● **Given passage**:
= = = =
No, I mean you can hand me a ball of polymer clay, for example, and without looking, SOMETIMES I can tell you what color it is, because I can feel a difference in the temperature of the actual clay. Visual temperature I understand, because I am a visual artist and color is a big part of what I do. And I spend a good chunk of my time teaching students to tell the difference between warm and cool colors. On those occasions when I can tell the color by feel, it’s dead-on accurate, rather than “I’m guessing you’ve handed me a red?” In the case of the clay I work with, there’s a red that would be classified as a visually warm red (orange undertones) and yet in my hands it’s colder than another shade of red. THAT’S what I mean.

Do you have a cite? I would like to read about that because when I took part in that experiment (almost ten years ago now) it was my understanding that a true neurological explanation for synthesthesia was missing, but that there were noticeable metabolic shifts in part of the brain during synesthetic experiences. I’m wondering if there is more information now.

I always think vitamins work better at night when they don’t have to multi-task. Does anyone know if this is true? I picture them getting all worn out from assisting me with walking, thinking, eating, etc. I figure they work harder because they can organize better when I’m asleep.

Eats_Crayon’s - Here is the cite I can find now…I do not have time to type out the biologic explination…but that study is quite comprehensive, and a good read, I perused it quickly, and it covers nearly everything…There are much more recent studies you can find at university libraries…
LifeOnWry - I know what you mean, and I bet your art is very spectacular. :slight_smile: Synesthesia is a gift in my book, and I tell students who have it that they can join the ranks of famous artists, chefs, physicists world wide, including Richard Feynman :slight_smile:

I’m curious about something in the vein of cross-associations.

I do this all the time, but a good example is a conversation I had with my ex husband. I was sick, and asked him to go to the store and buy me some Nyquil. “Green or red?” he asked, to which I replied, “Definitely red, the green tastes like nailpolish remover”
= = = =
● **Supplied information**:
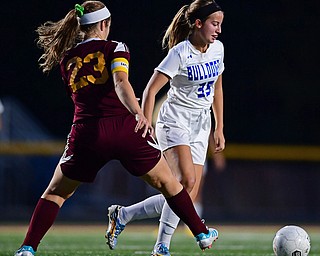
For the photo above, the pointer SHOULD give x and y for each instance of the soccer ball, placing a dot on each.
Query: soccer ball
(291, 241)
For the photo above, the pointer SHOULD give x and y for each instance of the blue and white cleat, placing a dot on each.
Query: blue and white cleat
(160, 250)
(25, 251)
(115, 227)
(205, 240)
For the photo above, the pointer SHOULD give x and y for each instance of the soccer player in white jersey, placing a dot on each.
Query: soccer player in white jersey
(193, 66)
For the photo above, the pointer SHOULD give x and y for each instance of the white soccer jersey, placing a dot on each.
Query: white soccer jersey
(193, 74)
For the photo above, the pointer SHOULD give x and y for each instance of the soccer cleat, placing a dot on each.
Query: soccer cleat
(115, 227)
(205, 240)
(160, 250)
(25, 251)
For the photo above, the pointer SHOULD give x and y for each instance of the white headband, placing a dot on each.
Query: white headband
(93, 17)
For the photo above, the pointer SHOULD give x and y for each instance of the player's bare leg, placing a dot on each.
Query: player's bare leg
(45, 213)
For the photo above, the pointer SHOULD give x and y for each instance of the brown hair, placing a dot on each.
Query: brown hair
(181, 25)
(55, 38)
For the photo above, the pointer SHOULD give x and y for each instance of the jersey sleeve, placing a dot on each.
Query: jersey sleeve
(121, 57)
(170, 64)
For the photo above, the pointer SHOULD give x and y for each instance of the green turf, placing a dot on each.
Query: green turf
(138, 240)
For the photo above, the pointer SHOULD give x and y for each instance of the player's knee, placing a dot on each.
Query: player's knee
(188, 183)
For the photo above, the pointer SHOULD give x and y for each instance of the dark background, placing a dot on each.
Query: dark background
(271, 81)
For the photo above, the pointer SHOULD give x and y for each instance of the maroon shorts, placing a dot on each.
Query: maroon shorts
(93, 143)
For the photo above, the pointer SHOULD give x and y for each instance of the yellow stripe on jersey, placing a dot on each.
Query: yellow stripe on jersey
(119, 64)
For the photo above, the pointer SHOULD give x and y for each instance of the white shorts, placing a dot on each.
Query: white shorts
(178, 125)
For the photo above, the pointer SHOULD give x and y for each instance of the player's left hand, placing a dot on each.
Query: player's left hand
(142, 123)
(219, 141)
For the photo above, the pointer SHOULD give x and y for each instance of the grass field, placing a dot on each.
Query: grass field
(67, 240)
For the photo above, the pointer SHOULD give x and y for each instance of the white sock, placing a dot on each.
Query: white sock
(168, 224)
(146, 209)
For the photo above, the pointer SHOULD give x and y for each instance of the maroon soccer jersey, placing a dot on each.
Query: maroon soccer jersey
(87, 71)
(103, 127)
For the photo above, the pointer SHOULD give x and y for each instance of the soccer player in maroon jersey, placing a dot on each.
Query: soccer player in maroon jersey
(108, 122)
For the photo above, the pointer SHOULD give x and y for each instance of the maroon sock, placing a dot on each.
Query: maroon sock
(42, 219)
(182, 205)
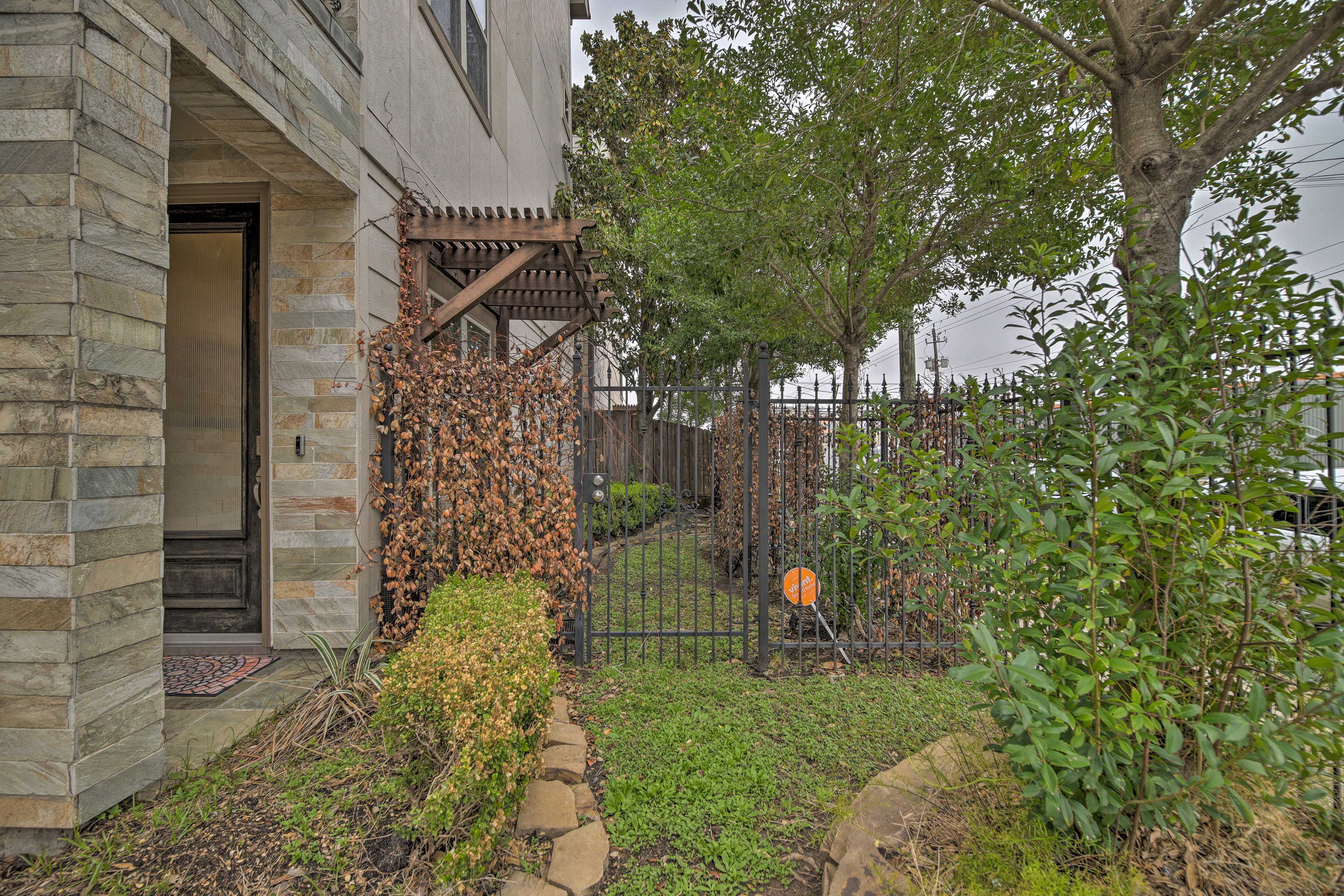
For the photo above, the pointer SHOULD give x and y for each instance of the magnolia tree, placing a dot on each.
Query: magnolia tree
(1158, 640)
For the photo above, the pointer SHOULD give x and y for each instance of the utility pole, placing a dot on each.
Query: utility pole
(937, 362)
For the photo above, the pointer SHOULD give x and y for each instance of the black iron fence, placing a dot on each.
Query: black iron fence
(707, 543)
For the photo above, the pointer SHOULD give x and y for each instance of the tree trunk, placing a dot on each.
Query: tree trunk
(1156, 176)
(906, 352)
(850, 390)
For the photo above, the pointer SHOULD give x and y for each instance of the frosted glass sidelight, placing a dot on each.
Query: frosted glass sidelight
(203, 422)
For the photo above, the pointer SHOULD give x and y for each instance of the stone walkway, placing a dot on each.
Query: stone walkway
(561, 808)
(197, 729)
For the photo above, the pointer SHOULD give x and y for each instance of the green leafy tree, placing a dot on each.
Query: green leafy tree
(886, 155)
(1190, 94)
(1156, 640)
(642, 109)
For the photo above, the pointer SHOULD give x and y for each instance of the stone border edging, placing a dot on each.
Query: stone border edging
(552, 809)
(881, 819)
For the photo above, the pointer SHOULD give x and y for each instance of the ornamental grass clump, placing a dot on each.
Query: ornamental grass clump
(465, 707)
(1159, 640)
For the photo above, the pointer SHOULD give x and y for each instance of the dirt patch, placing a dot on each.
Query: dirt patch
(986, 831)
(245, 827)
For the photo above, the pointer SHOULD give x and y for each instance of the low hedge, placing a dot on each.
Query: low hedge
(465, 706)
(630, 507)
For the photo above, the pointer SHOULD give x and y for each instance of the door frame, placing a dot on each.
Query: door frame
(256, 194)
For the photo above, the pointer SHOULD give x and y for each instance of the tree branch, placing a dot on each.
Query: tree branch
(827, 327)
(1331, 78)
(1077, 56)
(1221, 139)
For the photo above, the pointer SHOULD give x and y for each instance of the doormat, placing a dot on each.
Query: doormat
(205, 676)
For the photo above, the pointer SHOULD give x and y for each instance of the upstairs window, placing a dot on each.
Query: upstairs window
(460, 29)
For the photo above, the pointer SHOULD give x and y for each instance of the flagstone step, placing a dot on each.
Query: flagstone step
(579, 860)
(565, 762)
(521, 884)
(564, 733)
(547, 811)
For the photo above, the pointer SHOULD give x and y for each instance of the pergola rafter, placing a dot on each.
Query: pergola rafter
(521, 265)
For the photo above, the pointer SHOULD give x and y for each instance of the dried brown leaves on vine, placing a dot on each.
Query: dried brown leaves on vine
(482, 465)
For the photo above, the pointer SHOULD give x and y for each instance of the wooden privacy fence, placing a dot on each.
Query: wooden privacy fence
(635, 448)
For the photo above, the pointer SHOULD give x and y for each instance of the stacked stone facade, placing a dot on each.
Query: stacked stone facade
(84, 112)
(107, 108)
(315, 369)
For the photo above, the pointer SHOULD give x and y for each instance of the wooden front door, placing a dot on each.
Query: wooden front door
(213, 524)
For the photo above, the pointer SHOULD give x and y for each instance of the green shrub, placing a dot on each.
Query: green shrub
(630, 507)
(467, 705)
(1156, 643)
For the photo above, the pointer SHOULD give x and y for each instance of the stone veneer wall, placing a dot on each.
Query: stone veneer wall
(314, 370)
(84, 117)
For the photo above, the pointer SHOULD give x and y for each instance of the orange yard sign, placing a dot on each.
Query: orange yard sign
(800, 586)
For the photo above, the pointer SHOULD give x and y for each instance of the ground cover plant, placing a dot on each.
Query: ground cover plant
(980, 838)
(1158, 643)
(630, 507)
(723, 782)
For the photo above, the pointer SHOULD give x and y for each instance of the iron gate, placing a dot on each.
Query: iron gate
(683, 567)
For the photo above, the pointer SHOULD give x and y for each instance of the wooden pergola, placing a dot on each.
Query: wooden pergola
(521, 266)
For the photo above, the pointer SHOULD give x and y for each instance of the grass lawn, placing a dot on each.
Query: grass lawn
(723, 782)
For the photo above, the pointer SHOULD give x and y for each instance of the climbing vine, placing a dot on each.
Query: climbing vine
(480, 475)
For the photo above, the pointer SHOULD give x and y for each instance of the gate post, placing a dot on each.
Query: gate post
(580, 512)
(764, 508)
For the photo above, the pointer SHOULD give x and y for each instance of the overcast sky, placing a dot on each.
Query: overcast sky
(979, 339)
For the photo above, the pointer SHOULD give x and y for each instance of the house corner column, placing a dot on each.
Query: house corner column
(84, 252)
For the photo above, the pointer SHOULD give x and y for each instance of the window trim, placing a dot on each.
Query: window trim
(437, 30)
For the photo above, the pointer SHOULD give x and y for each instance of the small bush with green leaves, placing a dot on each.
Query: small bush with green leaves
(630, 507)
(1155, 636)
(467, 705)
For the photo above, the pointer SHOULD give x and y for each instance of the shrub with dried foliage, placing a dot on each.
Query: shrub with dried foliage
(465, 707)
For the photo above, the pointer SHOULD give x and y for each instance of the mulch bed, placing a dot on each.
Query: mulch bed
(234, 831)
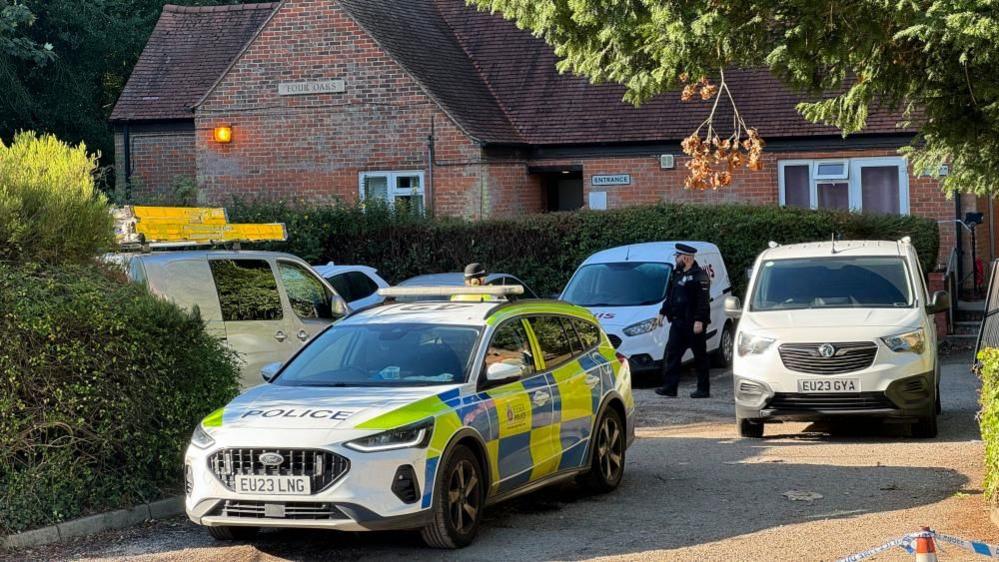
= = = =
● **Your instructions**:
Answer these about the synesthesia discussion:
1. What kind of artist does the writer who can feel clay colors say they are?
2. About how long ago did the writer asking for a cite take part in the experiment?
3. Which Nyquil did the writer ask her ex husband for, and what does she say the green tastes like?
The material after the synesthesia discussion is separate from it.

● **Output for this exercise**:
1. A visual artist.
2. Almost ten years ago.
3. The red one; she says the green tastes like nailpolish remover.